╭─ Texte source

Dadis Camara qui vivait en exil au Burkina Faso est rentré expressément pour ce procès et avait déclaré à son retour qu’il était prêt à faire face à la justice de son pays. Au moment de sa condamnation, il est âgé de 59 ans.
Lui aussi capitaine à l’époque des faits, il est membre du Conseil national pour la démocratie et le développement, créé par Moussa Dadis Camara au moment de prendre le pouvoir. Il est nommé par le chef de la junte, secrétaire d’État à la présidence de la République chargé des services spéciaux, de la lutte anti-drogue et du grand banditisme.
Après le départ de Moussa Dadis, Moussa Tiegboro Camara sera nommé par Sekouba Conaté, comme directeur puis secrétaire général de l’agence nationale chargée de la lutte contre le trafic de drogue, la criminalité organisée et le terrorisme en Guinée.
Tiegboro Camara devient en 2012, l’un des plus importants officiers inculpés dans l’affaire du massacre du 28 septembre. Il niera tout en bloc devant le tribunal. « Je n’ai pas mis mes pieds au stade ce jour-là », a-t-il déclaré devant les juges. Il a écopé de 20 ans de prison comme son mentor, Dadis Camara, dont il dit n’avoir reçu aucun sous pour exécuter les faits que la justice lui reproche.
Alors que le procès était en cours, Moussa Tiegboro Camara, déjà colonel, a été radié de l’armée, en novembre 2023, au lendemain de la tentative d’évasion de prison effectuée par Moussa Dadis Camara et Claude Pivi, lui aussi poursuivi dans le même dossier, mais qui est depuis lors introuvable.
- Aboubakar Sidiki Diakité dit Toumba
Il a été l’attraction de ce procès, avec ses pics lancés aux avocats de l’accusation. Toumba est l’aide de camp du capitaine Moussa Dadis Camara et chef de la Garde présidentielle. Il a tenté une fuite avant d’être arrêté au Sénégal en décembre 2016 puis extradé en Guinée en mars 2017, où il a été placé en détention.

╰─

Consigne 1 —
Les affirmations suivantes concordent-elles avec le texte sur le procès du massacre du 28 septembre ? Répondez par oui ou non à chacune, en citant mot pour mot les termes du texte qui tranchent. (a) Dadis Camara avait 59 ans au moment de sa condamnation. (b) Toumba a été arrêté au Burkina Faso. (c) Tiegboro Camara a été condamné à 20 ans de prison.
Consigne 2 —
Recopiez le passage du texte sur le procès du massacre du 28 septembre qui va de « Dadis Camara qui » jusqu'à « terrorisme en Guinée. ».
Consigne 3 —
Poursuivez le texte sur le procès du massacre du 28 septembre à partir de sa dernière phrase.

╭─ Lignes extraites

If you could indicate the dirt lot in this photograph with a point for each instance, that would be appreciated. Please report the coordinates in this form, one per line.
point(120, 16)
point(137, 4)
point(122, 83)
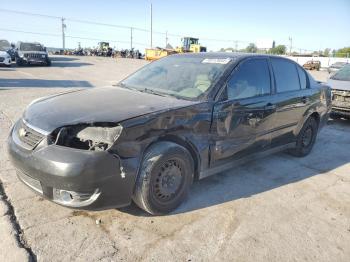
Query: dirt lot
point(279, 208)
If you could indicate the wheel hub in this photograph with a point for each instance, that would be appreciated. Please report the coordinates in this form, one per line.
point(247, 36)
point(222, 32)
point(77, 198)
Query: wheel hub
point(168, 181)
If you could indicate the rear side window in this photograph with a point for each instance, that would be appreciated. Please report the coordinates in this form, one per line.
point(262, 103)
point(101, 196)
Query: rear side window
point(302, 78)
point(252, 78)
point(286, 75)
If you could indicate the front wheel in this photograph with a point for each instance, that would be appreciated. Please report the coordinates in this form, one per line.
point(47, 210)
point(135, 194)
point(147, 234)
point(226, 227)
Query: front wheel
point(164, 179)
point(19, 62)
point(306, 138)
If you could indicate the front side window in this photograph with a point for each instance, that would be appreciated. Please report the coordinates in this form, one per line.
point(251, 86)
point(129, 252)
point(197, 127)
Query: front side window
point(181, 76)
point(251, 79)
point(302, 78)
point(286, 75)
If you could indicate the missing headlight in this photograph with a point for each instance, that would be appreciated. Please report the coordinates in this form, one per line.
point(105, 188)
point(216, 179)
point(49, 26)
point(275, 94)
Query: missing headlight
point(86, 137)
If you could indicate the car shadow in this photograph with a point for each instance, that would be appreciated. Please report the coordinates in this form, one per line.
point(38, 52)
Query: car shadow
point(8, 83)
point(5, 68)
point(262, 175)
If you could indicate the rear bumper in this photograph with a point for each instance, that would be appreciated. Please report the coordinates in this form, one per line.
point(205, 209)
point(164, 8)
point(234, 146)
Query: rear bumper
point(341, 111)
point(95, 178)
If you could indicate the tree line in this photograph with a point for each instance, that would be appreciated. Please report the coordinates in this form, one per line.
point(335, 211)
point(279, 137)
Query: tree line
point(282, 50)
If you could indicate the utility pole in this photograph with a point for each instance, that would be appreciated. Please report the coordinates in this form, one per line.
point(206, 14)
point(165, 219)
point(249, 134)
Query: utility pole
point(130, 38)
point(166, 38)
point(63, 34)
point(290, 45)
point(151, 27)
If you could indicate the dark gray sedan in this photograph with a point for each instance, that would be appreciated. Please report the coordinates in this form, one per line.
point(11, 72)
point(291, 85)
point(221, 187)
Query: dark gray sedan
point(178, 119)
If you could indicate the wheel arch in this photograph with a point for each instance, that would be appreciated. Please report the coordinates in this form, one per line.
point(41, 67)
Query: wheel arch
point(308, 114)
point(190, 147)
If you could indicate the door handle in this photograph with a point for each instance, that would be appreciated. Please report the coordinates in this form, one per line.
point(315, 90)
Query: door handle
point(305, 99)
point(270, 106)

╰─

Réponse attendue 1 —
(a) Oui : « Au moment de sa condamnation, il est âgé de 59 ans. »
(b) Non : « arrêté au Sénégal en décembre 2016 »
(c) Oui : « Il a écopé de 20 ans de prison »

Réponse attendue 2 —
Dadis Camara qui vivait en exil au Burkina Faso est rentré expressément pour ce procès et avait déclaré à son retour qu’il était prêt à faire face à la justice de son pays. Au moment de sa condamnation, il est âgé de 59 ans.
Lui aussi capitaine à l’époque des faits, il est membre du Conseil national pour la démocratie et le développement, créé par Moussa Dadis Camara au moment de prendre le pouvoir. Il est nommé par le chef de la junte, secrétaire d’État à la présidence de la République chargé des services spéciaux, de la lutte anti-drogue et du grand banditisme.
Après le départ de Moussa Dadis, Moussa Tiegboro Camara sera nommé par Sekouba Conaté, comme directeur puis secrétaire général de l’agence nationale chargée de la lutte contre le trafic de drogue, la criminalité organisée et le terrorisme en Guinée.

Réponse attendue 3 —
En tant que chef de la garde présidentielle au moment des faits, il aurait coordonné le déploiement de troupes qui ont ouvert le feu à l’arme lourde sur des civils non armés. Les organisations de défense des Droits de l'homme l’ont accusé d'être le principal responsable de ce massacre considéré comme un crime contre l'humanité. Ce qu’il a nié pendant le procès.
Lui est l’élément le plus recherché du procès. Ministre de la Sécurité présidentielle au moment des faits, Claude Pivi était en détention dans la même prison que Moussa Dadis Camara lorsqu’il a réussi à disparaitre, lors d’une spectaculaire évasion de la prison centrale de Conakry. Depuis, il n’a plus été rattrapé, malgré une récompense de plus de 50 mille euros promise par les autorités à qui le ramènerait. Il a écopé d’une condamnation par défaut à la réclusion criminelle à perpétuité assortie d'une période de sûreté de 25 ans. Un mandat d'arrêt lui a été décerné.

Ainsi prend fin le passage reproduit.